_Set problem_
Extract, verbatim, all lines starting at the one containing "Please locate the roof" and ending with the final line of the listing, and no others.

_Extracted material_
──────────────────────────────

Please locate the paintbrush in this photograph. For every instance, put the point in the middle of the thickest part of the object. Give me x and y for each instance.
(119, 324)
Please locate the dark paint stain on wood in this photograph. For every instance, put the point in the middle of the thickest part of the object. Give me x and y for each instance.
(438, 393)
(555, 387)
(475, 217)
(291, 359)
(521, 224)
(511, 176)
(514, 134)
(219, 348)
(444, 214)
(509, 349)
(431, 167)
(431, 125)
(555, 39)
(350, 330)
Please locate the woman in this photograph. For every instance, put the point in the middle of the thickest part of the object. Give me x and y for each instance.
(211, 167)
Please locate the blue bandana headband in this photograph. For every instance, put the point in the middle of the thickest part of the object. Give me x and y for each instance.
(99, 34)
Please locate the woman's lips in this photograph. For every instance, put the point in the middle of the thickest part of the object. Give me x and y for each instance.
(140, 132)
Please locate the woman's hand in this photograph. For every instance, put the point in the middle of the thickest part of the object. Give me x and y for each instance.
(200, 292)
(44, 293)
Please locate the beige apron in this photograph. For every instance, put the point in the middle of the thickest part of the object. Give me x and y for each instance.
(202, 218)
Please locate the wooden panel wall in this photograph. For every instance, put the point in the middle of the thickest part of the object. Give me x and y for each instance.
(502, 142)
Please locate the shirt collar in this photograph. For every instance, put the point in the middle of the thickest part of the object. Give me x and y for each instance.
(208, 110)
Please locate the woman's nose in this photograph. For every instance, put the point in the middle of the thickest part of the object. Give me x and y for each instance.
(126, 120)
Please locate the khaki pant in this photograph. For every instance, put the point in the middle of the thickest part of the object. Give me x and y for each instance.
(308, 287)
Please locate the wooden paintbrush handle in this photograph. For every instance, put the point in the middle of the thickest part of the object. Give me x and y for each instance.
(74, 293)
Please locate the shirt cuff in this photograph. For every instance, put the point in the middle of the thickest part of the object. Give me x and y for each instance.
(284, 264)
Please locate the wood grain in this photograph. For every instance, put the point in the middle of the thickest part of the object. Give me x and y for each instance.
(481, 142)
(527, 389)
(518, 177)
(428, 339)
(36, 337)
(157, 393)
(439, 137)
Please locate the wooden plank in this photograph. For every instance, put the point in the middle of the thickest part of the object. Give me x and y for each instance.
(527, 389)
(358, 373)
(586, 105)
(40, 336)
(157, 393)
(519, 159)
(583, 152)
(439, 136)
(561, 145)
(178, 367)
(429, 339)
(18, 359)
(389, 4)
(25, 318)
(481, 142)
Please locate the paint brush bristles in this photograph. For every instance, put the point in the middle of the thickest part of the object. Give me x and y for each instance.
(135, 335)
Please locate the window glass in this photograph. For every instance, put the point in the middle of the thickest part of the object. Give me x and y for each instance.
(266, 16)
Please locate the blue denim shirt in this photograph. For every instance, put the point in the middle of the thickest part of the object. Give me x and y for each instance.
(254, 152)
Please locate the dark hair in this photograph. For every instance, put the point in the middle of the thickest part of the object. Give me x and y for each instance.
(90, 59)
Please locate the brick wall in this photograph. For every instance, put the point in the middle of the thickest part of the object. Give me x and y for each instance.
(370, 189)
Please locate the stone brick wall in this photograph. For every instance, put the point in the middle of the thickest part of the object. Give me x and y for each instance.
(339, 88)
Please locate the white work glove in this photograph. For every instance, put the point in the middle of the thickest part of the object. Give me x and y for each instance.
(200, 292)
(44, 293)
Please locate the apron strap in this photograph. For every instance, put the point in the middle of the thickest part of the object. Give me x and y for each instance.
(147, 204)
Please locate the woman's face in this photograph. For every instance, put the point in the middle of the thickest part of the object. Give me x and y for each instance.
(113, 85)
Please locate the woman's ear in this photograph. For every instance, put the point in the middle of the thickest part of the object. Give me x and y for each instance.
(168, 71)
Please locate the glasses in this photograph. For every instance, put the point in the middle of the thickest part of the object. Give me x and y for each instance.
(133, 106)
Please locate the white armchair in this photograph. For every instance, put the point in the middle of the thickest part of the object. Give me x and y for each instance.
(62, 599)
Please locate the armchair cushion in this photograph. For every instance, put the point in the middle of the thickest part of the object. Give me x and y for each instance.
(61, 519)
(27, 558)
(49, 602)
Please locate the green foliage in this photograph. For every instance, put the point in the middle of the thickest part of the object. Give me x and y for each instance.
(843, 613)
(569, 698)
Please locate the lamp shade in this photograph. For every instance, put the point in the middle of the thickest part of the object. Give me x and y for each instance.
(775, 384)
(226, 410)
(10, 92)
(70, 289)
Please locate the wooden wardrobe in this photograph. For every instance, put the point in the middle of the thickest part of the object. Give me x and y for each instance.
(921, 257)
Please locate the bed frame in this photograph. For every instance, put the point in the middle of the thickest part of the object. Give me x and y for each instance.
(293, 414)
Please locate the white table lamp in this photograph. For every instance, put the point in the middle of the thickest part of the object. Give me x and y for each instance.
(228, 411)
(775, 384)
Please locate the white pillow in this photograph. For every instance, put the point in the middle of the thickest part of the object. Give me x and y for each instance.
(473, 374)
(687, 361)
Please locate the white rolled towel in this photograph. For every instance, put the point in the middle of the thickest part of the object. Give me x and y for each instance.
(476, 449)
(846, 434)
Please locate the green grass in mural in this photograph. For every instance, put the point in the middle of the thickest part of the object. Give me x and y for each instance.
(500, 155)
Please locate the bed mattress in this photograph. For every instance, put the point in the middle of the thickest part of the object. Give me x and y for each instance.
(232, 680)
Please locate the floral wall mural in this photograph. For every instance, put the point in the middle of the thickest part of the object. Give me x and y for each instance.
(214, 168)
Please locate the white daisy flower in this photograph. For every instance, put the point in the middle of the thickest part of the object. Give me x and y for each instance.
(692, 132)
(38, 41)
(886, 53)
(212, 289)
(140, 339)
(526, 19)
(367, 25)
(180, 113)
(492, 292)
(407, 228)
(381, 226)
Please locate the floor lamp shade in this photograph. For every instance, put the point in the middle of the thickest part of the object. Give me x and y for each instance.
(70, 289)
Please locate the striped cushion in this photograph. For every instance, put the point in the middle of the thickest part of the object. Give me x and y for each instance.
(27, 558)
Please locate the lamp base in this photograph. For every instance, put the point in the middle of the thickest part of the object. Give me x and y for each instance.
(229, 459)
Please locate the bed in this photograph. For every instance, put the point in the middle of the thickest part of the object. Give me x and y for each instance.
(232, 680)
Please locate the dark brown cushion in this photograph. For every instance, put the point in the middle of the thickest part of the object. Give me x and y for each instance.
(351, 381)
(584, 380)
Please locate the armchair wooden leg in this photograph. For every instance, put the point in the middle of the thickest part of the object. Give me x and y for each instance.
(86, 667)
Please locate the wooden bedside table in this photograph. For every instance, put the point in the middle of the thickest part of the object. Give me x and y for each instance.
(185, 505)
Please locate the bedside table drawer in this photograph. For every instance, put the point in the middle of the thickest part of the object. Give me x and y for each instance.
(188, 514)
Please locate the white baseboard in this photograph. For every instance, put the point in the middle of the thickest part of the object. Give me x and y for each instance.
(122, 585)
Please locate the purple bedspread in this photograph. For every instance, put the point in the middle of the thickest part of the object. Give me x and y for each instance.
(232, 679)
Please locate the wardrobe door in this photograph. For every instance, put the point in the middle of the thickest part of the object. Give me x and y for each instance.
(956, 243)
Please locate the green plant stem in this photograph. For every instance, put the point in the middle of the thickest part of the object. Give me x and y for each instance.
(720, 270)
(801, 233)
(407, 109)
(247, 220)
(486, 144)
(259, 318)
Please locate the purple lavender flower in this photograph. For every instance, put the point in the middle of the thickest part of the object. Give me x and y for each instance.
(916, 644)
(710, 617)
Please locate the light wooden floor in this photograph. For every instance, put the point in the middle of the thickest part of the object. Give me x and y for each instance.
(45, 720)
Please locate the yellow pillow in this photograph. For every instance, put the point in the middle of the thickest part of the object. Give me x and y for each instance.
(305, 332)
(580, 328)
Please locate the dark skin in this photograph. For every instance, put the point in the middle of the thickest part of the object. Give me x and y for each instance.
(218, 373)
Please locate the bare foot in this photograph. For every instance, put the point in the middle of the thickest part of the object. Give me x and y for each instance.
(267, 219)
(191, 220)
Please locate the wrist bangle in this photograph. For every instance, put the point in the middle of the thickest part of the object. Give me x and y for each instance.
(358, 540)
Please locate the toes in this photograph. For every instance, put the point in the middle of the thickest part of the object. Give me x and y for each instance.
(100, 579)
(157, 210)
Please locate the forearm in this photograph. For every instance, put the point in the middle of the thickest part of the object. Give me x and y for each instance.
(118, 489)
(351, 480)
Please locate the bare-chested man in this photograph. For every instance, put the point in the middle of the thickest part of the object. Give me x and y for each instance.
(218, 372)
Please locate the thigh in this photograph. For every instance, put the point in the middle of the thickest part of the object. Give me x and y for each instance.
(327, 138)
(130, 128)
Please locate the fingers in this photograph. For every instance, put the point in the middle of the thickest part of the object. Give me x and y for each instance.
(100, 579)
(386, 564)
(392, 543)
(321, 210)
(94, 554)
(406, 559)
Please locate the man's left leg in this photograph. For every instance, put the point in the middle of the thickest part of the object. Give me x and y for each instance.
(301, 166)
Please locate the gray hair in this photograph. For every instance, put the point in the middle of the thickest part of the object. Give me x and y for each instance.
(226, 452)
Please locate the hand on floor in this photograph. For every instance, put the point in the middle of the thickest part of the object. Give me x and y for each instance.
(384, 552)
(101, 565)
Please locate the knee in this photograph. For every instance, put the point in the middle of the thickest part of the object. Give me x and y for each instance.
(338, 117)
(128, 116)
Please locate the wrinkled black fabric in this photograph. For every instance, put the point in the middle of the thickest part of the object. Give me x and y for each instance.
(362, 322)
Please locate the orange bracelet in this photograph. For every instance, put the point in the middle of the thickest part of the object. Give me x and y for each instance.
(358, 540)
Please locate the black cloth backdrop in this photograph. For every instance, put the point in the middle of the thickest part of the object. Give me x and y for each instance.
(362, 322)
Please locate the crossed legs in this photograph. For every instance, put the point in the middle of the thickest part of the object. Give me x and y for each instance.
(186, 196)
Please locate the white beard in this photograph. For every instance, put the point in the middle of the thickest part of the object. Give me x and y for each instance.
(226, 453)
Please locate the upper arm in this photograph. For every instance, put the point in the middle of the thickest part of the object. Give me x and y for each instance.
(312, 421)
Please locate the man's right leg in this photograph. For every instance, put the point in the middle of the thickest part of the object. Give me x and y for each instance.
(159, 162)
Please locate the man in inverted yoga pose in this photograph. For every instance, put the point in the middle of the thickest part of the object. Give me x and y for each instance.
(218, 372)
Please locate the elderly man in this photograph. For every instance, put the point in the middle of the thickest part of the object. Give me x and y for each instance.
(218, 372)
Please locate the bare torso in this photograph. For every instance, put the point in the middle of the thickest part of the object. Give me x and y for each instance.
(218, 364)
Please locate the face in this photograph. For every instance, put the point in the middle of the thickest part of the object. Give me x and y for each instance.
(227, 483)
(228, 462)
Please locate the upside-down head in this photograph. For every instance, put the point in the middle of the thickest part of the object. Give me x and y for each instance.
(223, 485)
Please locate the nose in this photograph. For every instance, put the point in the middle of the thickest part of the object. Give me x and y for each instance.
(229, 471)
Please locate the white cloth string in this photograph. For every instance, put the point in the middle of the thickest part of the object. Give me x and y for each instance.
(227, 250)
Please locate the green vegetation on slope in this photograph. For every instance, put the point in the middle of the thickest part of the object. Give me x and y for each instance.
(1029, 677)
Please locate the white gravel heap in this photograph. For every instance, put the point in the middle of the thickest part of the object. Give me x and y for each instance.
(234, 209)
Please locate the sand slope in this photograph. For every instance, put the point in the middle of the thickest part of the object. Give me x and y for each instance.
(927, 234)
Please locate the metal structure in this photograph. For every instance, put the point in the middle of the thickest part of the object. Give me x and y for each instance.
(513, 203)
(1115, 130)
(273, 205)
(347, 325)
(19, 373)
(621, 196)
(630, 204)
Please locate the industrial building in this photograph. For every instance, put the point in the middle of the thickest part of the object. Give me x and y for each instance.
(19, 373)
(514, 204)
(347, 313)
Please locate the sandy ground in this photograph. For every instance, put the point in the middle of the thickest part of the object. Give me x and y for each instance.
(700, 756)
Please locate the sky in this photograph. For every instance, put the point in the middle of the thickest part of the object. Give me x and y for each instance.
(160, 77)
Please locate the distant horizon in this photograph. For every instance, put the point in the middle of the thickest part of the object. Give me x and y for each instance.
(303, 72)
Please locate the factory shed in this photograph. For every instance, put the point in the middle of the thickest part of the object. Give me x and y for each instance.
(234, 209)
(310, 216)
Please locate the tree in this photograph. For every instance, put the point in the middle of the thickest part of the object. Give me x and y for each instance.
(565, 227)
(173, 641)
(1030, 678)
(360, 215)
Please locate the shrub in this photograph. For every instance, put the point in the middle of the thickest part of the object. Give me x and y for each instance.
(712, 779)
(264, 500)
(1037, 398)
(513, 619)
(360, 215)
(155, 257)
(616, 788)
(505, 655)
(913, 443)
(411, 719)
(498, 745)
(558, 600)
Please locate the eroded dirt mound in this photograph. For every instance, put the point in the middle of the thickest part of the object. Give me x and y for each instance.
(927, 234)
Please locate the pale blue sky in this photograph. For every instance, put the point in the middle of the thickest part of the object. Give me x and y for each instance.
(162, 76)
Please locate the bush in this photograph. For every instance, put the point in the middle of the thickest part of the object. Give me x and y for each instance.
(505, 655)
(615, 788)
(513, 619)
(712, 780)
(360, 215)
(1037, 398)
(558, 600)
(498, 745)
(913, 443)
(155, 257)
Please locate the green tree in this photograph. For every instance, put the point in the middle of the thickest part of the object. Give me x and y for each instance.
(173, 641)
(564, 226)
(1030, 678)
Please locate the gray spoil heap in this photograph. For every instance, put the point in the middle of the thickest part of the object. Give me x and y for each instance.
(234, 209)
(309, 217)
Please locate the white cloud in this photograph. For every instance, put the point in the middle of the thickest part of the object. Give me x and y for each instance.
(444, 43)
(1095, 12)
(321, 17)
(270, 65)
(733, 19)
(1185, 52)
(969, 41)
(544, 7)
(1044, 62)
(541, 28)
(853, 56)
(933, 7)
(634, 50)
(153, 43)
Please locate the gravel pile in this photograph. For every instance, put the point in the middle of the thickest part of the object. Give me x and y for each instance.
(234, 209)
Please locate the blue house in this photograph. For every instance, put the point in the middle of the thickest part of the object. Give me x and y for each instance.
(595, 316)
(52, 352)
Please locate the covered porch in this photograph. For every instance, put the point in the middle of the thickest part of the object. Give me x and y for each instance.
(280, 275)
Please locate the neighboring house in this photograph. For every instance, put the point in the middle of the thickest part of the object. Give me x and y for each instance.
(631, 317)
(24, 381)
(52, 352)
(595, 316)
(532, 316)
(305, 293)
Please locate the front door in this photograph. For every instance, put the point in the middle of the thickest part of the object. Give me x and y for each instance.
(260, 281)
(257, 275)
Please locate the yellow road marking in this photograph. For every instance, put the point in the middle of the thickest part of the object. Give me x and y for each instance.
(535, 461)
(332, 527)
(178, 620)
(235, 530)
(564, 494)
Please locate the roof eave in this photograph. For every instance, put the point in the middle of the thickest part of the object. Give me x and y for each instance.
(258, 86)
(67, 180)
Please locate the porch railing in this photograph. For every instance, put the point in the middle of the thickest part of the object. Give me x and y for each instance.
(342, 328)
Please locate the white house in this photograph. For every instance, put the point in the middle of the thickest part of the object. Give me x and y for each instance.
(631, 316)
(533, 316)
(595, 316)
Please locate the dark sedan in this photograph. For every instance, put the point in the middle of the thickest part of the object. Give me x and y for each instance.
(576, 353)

──────────────────────────────

_Result for this task_
Please locate the roof eave in this photograph. For every instance, put the point in the middle of the thickest part of the object. Give me x and y for each instance.
(258, 86)
(67, 180)
Please locate the porch railing in this photograph. For every instance, put the point in the middle of the thickest part of the object. Give me x and y for each instance.
(342, 328)
Please locate the white house in this photograph. For every instance, put the point in the middle of the thickest part of the object. Give me x and y for each instance.
(631, 316)
(533, 316)
(595, 316)
Please locate the dark sedan in this photograph. For every instance, put the point in the middle of the thickest part of the object. Give me x and y for each instance.
(576, 353)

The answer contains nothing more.